§ **TASK DIRECTIONS**
Can you output the passage of the eviction article between "On the 1100" and "is rent stabilized.", inclusive, copied word for word?

§ **DOCUMENT TEXT**
---+---
A landlord and his attorney tried to file a restraining order against tenants fighting evictions, but the tenants and their union fought back.

LATU Protest
Organizers from the East Hollywood Local of the Los Angeles Tenants Union (PHOTO: Shelby Eggers)

On the 1100 block of North Madison Avenue, just a few blocks up from Santa Monica Boulevard, where East Hollywood converges with Silver Lake, sits the “fully renovated” Eleven55 residence. The building is advertised as being in a “prime location,” and as an “upgraded haven and an authentic living experience that’s true to Los Angeles.” It’s an indiscriminate East Hollywood apartment complex, and it’s been here since 1957 .  In LA, that means it is rent stabilized.

We had no say in determining this building’s value, nor did the folks actually living in this building, even the elderly woman who has lived here since 1997. No gold or unobtanium or ancient treasure was found below the concrete. It’s not a designated historic location, and to the best of our knowledge, no one famous wrote music or was mysteriously murdered at this site. Rather, it is valuable because APPA Real Estate says so. It’s a small patch of stolen Tongva land, a last vestige of potential profit in that has yet to be squeezed dry. So, the tenants have been told to get out, because there is money at stake.

Handwritten signs promising that “neighbors will defend each other” against eviction in the pursuit of profit. (PHOTO: West Valley People’s Alliance)

The investment firm APPA Real Estate was founded in 2013 — yes, the arbiter of “authentic living experience” has been in this city for about eight years. Its founder and CEO is Aaron Marzwell, who previously worked as the vice president of development at a New York private equity firm called CIM Group. Marzwell’s tenure there was marred by wage violations, and CIM Group was cited for illegal waste dumping, sued for gender discrimination, and investigated by the Occupational Safety and Health Administration for various worker deaths. Like many East Coast failures, Marzwell came out west and started a new company with the same grift. On Sept. 30, 2019, APPA Real Estate purchased the aforementioned N. Madison property for $4.1 million.

Marzwell’s taken the mask off, and his hustle is now both painfully lazy and brazenly obvious: he is getting tenants out of their homes so he can charge jacked-up “market rates” or demolish the building entirely. He’s confronting tenants and doing all this by himself — Marzwell is one of just two people on the “leadership team” of his firm. Landlords don’t need to legally disclose their names or connection to the property in this process, so Marzwell scurries to hide behind the APPA Real Estate title. The listing only names KIG Capital, a property management and investment group. Right now, you could move into an available 750-foot one-bedroom apartment for $2,210 per month. If your head spins processing our city’s massive unhoused population and ballooning rents, well, this is what it looks like up close: greedy, banal, tragic.

A flyer created by the East Hollywood Local chapter of Los Angeles Tenants Union (Courtesy of EHL, LATU)
---+---
§ **RECORDS PROVIDED**
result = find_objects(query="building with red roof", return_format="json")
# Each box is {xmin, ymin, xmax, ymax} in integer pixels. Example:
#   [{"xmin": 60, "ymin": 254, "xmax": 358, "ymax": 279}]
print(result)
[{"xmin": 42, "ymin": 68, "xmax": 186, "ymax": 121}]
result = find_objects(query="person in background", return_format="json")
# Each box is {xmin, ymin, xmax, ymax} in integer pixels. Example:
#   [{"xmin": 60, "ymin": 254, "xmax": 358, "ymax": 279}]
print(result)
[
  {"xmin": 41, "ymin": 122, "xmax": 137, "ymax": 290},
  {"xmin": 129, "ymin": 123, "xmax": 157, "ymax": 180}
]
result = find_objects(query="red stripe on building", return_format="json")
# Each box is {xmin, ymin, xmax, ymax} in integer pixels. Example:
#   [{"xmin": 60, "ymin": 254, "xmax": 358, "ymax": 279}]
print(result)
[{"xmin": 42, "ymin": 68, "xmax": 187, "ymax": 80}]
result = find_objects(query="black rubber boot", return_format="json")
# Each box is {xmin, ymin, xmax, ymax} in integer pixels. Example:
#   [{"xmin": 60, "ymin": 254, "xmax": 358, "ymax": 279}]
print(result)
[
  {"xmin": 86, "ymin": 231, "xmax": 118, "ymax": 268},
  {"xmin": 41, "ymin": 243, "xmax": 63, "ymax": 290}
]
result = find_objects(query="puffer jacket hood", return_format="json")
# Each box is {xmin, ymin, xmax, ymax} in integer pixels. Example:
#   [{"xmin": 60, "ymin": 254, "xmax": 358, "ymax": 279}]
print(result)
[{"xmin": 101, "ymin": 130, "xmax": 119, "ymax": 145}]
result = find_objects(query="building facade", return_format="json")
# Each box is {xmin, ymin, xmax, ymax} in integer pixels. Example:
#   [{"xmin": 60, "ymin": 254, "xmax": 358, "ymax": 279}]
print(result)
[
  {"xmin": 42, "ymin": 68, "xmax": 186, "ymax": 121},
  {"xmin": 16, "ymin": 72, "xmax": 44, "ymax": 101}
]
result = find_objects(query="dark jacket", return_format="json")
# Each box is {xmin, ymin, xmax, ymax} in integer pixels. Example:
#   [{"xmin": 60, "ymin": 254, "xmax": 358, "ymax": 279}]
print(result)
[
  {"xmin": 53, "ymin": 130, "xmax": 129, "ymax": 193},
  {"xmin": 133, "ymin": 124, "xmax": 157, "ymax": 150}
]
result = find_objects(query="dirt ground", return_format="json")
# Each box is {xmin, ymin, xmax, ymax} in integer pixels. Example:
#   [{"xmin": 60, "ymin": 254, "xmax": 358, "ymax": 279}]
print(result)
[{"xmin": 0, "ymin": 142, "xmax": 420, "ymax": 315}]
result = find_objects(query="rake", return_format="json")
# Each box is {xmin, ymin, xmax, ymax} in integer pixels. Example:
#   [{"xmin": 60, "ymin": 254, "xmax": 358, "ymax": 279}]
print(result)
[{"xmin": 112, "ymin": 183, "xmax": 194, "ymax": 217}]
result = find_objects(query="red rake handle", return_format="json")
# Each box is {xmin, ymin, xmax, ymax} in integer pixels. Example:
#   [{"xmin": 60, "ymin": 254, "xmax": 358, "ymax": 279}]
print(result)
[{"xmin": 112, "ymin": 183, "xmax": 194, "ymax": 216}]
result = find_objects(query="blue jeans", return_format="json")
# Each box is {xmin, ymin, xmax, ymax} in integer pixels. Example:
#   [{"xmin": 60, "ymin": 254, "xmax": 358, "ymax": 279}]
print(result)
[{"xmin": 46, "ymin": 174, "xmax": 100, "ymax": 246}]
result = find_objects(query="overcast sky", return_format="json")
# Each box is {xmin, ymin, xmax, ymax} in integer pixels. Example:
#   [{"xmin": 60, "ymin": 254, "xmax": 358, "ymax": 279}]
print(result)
---+---
§ **WRITTEN ANSWER**
On the 1100 block of North Madison Avenue, just a few blocks up from Santa Monica Boulevard, where East Hollywood converges with Silver Lake, sits the “fully renovated” Eleven55 residence. The building is advertised as being in a “prime location,” and as an “upgraded haven and an authentic living experience that’s true to Los Angeles.” It’s an indiscriminate East Hollywood apartment complex, and it’s been here since 1957 .  In LA, that means it is rent stabilized.